Seçilen Bölüm:
---
Telefon bağımlılığı, son yıllarda artarak bir salgın halinde kitleleri ele geçiriyor. Gerek telefonların fonksiyonlarının artması, gerekse de ergonomik yapıları sayesinde her yerde yanımızda bulundurabilmemiz buna sebep oldu. Ekran bağımlılığı bizi tv, bilgisayar, tablet ve telefon olarak zincir halde ele geçiriyor. Yani elimizden tableti bıraktığımızda bilgisayara geçiyoruz. Bilgisayarı bırkınca da televizyona geçiyoruz. Telefon sürekli elimizin altında olduğu için dönüşümlü olarak kullanıyoruz.
Nomofobi nedir?
Nomofobi: İngilizce “no mobile phobia” kelimelerinin birleşiminden oluşuyor. Telefon kaybolması korkusu diyebiliriz kısaca. Yani cep telefonumuzu anlık veya geniş zamanda kaybetme üzüntüsü. Ofiste başka bir masada bırakma, evde başka bir odada kalması, kafede unutma, cebinden veya çantasından düşme gibi riskleri olan ve zihnimizde sürekli yer işgal eden, içgüdüsel bir korkudur. İçgüdüsel olmasının sebebi; ilkel insanlardaki sürekli av olma riskiyle aynı. Yani her an etraftan bir yırtıcı hayvan çıkıp kendisine zarar verebilir düşüncesiyle kafasını meşgul eden ilkel insanlar başka şeylere odaklanmada zorluk çekiyordu. Bu sebeple gelişme ağır aksak ilerliyordu. Biz de telefondan, iletişimden ve bildirimlerden uzak kalma korkusu odaklanmamıza zarar veriyor.
Zihnimizi meşgul eden şey yalnızca telefonu kaybetme veya uzakta kalma korkusu değil elbet. Arama, mesaj veya sosyal medya bildirimi gelmesi konusu da var. Sürekli telefonu kontrol etme, her bildirim sesinde odaklandığı şeyden uzaklaşıp telefona yönelme gibi durumlar da zihnimizi oldukça meşgul ediyor.
Alıntı: Birleşik Krallık Posta Ofisinin yetkilendirmesi ile YouGov isimli pazar araştırması şirketi cep telefonu kullanıcılarına acı çektiren endişelere göz attı. Bu çalışmaya göre, Birleşik Krallık’taki telefon kullanıcılarının yaklaşık %53’ü “telefonunu kaybetme, batarya veya kontör bitimi, kapsama alanı dışında kalma” gibi durumlarda huzursuz olmaya eğilimliler. Araştırma erkeklerin %58’inin kadınlarınsa %48’lik kısmının bu fobiden acı çektiği tespit etti. Aynı zamanda %9’luk bir kesim cep telefonları kapalıyken stres hissediyor.
---
Mevcut Veriler:

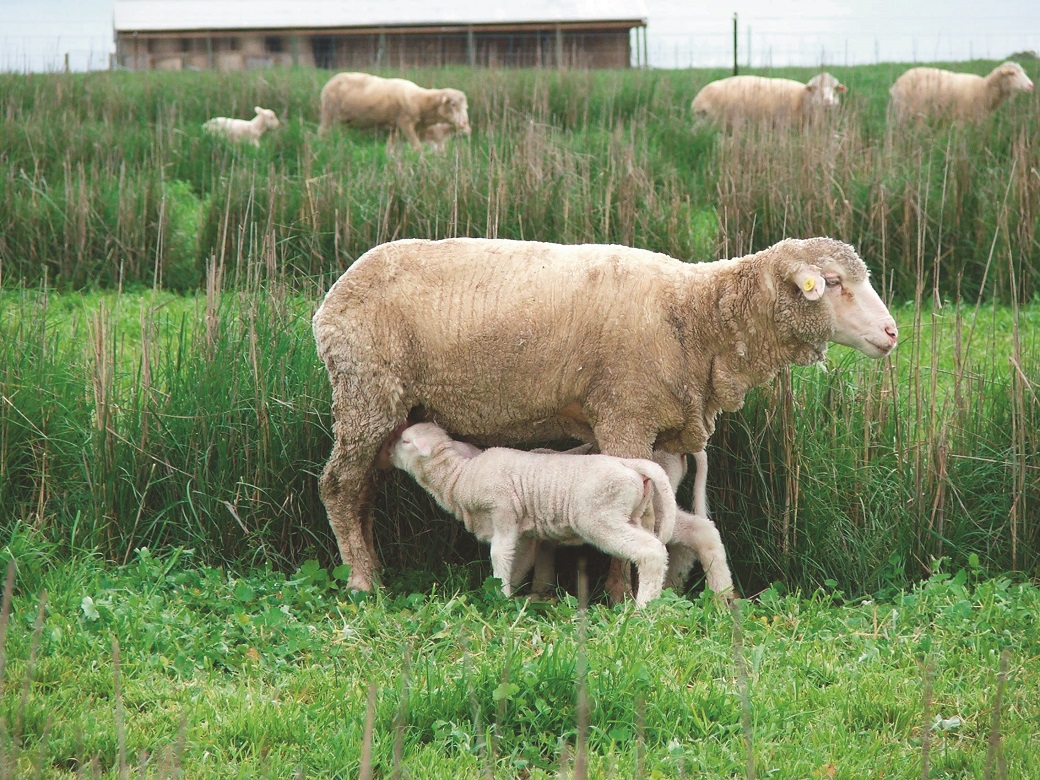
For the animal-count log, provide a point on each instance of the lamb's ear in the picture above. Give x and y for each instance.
(810, 281)
(423, 445)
---
Yapılacak Görevler:
1. Lütfen seçilen bölümde "Alıntı: Birleşik Krallık" sözleriyle başlayıp "kapalıyken stres hissediyor." sözlerine kadar süren kısmı aynen yazıya geçirin.
2. Seçilen bölümü iki cümleyle özetleyin.
Yanıtlar için listeyi değil, yalnızca seçilen bölümü kullanın.

Sorun Çözümleri:
1.
Alıntı: Birleşik Krallık Posta Ofisinin yetkilendirmesi ile YouGov isimli pazar araştırması şirketi cep telefonu kullanıcılarına acı çektiren endişelere göz attı. Bu çalışmaya göre, Birleşik Krallık’taki telefon kullanıcılarının yaklaşık %53’ü “telefonunu kaybetme, batarya veya kontör bitimi, kapsama alanı dışında kalma” gibi durumlarda huzursuz olmaya eğilimliler. Araştırma erkeklerin %58’inin kadınlarınsa %48’lik kısmının bu fobiden acı çektiği tespit etti. Aynı zamanda %9’luk bir kesim cep telefonları kapalıyken stres hissediyor.

2. Telefon bağımlılığı son yıllarda salgın gibi yayılıyor ve nomofobi, cep telefonunu kaybetme ya da ondan uzak kalma korkusu olarak tanımlanıyor; bu korku odaklanmaya zarar verirken arama, mesaj ve bildirimler de zihni oldukça meşgul ediyor. YouGov'un çalışmasına göre Birleşik Krallık'taki telefon kullanıcılarının yaklaşık %53'ü telefonunu kaybetme, batarya veya kontör bitimi ya da kapsama alanı dışında kalma gibi durumlarda huzursuz olmaya eğilimli.